Saved entries »
* * * * * * * * *

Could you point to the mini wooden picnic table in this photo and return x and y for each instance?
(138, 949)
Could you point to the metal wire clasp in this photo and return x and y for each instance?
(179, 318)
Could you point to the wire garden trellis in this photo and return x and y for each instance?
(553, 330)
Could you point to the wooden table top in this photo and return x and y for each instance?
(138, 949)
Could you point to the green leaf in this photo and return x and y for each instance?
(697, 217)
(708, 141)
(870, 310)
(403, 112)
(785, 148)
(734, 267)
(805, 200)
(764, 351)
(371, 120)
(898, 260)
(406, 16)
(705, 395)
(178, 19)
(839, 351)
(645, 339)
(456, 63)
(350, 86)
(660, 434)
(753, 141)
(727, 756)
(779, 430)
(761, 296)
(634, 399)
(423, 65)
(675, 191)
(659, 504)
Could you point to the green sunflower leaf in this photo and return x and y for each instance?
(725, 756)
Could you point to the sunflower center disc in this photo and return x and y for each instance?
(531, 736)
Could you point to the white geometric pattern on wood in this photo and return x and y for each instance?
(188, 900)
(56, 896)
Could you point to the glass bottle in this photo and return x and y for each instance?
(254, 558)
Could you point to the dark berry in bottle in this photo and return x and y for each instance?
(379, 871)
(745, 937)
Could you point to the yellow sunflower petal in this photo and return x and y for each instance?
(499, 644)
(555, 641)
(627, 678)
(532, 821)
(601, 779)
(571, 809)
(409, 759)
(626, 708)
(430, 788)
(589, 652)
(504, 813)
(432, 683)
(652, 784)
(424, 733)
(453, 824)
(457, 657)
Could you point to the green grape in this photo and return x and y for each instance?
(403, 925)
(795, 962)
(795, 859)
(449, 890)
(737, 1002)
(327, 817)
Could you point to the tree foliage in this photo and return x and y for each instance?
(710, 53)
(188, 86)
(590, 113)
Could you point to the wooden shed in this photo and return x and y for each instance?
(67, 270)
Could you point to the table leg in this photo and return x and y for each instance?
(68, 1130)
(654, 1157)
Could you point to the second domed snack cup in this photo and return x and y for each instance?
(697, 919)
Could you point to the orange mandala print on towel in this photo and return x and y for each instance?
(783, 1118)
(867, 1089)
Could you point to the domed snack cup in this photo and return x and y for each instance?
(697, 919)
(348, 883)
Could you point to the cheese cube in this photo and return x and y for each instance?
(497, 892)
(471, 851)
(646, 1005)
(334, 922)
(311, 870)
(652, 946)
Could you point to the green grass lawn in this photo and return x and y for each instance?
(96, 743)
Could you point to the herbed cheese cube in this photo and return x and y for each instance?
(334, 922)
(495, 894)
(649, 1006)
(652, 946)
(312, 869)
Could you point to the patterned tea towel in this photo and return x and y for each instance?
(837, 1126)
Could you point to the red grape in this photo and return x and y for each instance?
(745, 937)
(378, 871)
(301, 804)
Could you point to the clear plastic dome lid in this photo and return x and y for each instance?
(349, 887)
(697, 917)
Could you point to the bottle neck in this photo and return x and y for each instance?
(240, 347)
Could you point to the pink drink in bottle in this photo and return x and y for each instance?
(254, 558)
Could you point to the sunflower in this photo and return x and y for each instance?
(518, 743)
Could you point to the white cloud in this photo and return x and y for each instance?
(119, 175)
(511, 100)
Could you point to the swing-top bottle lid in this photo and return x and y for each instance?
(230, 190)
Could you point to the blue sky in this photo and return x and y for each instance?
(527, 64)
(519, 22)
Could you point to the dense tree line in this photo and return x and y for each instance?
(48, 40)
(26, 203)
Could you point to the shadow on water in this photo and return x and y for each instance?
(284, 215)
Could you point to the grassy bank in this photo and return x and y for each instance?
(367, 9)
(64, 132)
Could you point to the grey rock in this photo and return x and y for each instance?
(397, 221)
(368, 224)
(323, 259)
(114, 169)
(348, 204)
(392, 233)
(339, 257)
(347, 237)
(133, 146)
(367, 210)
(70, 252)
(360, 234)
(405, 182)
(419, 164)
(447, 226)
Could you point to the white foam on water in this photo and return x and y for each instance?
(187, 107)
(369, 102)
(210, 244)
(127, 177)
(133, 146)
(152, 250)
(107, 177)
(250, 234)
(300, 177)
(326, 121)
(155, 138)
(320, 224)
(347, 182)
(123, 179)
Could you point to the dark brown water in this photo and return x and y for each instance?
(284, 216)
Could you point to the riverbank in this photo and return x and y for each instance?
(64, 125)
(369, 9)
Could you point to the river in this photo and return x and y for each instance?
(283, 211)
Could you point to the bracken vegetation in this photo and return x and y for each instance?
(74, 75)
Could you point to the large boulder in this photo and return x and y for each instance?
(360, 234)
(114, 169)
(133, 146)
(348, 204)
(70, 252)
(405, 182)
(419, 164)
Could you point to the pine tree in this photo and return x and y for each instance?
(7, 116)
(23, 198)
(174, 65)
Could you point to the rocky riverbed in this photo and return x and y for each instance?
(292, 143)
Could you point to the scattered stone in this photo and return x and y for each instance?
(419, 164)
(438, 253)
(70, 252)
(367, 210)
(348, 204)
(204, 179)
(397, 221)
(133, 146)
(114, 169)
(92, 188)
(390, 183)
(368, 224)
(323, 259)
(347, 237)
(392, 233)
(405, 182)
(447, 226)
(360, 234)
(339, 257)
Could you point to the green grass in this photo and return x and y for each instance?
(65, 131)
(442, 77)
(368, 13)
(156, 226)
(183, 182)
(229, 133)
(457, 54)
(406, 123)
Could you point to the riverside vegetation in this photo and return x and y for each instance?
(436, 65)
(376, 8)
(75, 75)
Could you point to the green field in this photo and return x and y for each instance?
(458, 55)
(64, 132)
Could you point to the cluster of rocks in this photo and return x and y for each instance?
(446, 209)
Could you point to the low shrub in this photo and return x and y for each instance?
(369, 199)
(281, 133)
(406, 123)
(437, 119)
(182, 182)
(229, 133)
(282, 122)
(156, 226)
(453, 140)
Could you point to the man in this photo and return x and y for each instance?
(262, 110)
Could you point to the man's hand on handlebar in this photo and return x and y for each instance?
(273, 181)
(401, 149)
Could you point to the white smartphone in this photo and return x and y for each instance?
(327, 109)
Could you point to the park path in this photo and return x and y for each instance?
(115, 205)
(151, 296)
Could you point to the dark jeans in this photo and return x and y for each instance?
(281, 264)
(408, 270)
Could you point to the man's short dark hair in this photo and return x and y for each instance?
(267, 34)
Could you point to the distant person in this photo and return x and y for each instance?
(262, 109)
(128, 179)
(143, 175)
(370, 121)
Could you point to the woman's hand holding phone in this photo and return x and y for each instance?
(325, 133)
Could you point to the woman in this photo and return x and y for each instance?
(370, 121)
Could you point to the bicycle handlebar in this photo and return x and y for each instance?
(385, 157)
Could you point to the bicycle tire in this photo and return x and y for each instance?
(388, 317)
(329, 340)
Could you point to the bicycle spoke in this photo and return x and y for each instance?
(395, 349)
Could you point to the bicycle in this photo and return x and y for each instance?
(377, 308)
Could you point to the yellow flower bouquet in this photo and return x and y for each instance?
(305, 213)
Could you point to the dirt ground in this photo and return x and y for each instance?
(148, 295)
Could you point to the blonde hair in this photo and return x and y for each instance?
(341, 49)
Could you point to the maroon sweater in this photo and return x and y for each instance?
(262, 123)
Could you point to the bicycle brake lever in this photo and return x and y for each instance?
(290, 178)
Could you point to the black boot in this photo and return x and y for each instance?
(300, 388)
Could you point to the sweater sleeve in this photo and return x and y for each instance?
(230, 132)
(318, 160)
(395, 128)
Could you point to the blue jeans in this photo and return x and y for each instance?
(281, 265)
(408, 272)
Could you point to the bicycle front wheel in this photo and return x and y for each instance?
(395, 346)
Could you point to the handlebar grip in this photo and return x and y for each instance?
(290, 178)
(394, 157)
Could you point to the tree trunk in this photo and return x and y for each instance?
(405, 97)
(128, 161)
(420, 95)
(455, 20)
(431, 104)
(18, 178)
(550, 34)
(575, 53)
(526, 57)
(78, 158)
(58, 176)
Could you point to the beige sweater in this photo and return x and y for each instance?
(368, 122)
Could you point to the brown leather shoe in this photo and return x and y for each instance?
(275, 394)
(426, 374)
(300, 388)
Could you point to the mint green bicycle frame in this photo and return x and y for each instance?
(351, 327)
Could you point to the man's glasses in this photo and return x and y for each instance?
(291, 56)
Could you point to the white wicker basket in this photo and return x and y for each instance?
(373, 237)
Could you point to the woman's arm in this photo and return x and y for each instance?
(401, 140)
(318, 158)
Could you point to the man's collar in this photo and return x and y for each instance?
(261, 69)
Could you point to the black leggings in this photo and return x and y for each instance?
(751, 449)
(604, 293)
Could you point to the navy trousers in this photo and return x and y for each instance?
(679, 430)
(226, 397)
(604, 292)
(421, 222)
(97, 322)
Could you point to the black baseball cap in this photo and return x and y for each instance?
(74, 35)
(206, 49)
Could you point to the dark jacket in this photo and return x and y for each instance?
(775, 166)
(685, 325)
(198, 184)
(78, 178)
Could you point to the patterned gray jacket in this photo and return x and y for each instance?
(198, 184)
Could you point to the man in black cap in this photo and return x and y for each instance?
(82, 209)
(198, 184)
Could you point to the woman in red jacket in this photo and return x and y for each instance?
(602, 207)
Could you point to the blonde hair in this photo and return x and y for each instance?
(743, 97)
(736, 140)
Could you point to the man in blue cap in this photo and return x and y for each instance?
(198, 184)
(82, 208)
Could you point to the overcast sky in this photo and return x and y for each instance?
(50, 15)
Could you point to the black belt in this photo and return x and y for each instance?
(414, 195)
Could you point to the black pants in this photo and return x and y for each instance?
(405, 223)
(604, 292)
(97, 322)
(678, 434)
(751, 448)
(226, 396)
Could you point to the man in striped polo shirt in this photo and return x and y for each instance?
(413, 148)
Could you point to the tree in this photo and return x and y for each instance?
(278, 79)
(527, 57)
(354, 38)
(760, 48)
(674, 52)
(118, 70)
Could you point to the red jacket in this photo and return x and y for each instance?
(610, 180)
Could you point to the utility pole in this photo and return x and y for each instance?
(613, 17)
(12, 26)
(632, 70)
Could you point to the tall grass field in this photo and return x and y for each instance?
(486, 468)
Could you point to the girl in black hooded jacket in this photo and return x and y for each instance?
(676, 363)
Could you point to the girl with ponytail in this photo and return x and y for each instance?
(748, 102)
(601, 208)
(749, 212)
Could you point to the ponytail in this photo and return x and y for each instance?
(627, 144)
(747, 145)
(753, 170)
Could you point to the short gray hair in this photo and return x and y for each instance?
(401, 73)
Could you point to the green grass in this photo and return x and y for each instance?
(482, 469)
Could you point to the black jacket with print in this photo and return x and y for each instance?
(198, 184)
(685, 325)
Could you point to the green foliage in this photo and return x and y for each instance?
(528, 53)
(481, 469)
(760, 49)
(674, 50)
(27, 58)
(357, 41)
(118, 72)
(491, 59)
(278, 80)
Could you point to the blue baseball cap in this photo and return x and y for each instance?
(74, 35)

* * * * * * * * *

Work to be completed »
The lines from the one with "Could you point to the short" through the final line of the data are to be reproduced exactly, both included, with no other lines.

Solution »
Could you point to the short gray hair in this photo and return x and y for each instance?
(401, 73)
Could you point to the green grass in this photo and return x and y for each instance?
(482, 469)
Could you point to the black jacket with print in this photo and return x and y for each instance?
(198, 184)
(685, 325)
Could you point to the green foliage in this photo and return x and y for each instance?
(528, 53)
(481, 469)
(760, 49)
(674, 50)
(27, 58)
(357, 41)
(118, 72)
(491, 59)
(278, 80)
Could you point to the blue baseball cap in this photo and return x and y for each instance?
(74, 35)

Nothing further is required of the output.